DATA RECORDS:
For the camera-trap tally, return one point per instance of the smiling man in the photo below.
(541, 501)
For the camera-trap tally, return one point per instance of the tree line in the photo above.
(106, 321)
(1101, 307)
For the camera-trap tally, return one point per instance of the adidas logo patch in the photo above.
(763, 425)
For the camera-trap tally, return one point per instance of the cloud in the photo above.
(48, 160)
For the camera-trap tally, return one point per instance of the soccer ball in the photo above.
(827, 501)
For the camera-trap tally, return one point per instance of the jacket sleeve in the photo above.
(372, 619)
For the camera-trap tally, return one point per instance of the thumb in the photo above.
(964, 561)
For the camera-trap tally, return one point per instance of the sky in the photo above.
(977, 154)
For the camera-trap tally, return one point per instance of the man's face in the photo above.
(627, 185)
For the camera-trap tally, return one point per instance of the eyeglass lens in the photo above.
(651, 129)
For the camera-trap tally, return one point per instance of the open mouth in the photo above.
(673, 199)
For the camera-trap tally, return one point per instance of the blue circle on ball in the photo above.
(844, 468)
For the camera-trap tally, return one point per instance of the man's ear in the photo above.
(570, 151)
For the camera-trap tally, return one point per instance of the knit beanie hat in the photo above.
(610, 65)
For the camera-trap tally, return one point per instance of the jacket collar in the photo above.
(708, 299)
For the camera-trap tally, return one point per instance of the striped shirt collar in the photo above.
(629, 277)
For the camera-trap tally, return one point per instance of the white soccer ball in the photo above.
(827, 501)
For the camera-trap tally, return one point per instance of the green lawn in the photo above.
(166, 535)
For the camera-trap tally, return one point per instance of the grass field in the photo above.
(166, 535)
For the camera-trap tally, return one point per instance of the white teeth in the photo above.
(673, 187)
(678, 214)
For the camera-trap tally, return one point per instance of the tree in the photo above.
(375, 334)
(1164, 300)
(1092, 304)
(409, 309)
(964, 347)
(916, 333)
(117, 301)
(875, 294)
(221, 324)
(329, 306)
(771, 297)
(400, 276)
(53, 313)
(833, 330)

TO BE DONE:
Only the lines from the one with "on ball in the photo above." through the end of the material are wanted; copy them exactly, both ends included.

COMPLETED EXERCISE:
For the camera-trap tally, return one point per instance of the blue circle on ball in the photo above.
(844, 468)
For the camera-trap tally, return one point per instance of the man's ear in the photo above.
(570, 151)
For the camera-trap tally, return one point per instance of the knit beanie hat in the photo above.
(610, 65)
For the camera-trap tally, return one point per instance of the jacket collar in the photo above.
(708, 299)
For the camera-trap tally, return one point per instance of the striped shirt collar in the photo above.
(629, 277)
For the camera-trap tally, return one point per instance of the white soccer ball in the photo above.
(827, 501)
For the camera-trap tally, return one point per instance of the green lawn in the photo above.
(166, 535)
For the camera-trap tally, return one point per instance of the grass field in the photo above.
(166, 535)
For the camera-trap tally, return one point per instance of the white teeth in the photo above.
(673, 187)
(678, 214)
For the camera-trap tally, return one point per instance of the tree in the photo above.
(375, 334)
(1164, 300)
(1092, 304)
(409, 309)
(964, 347)
(916, 333)
(117, 301)
(875, 294)
(221, 324)
(329, 306)
(771, 297)
(400, 276)
(53, 313)
(833, 330)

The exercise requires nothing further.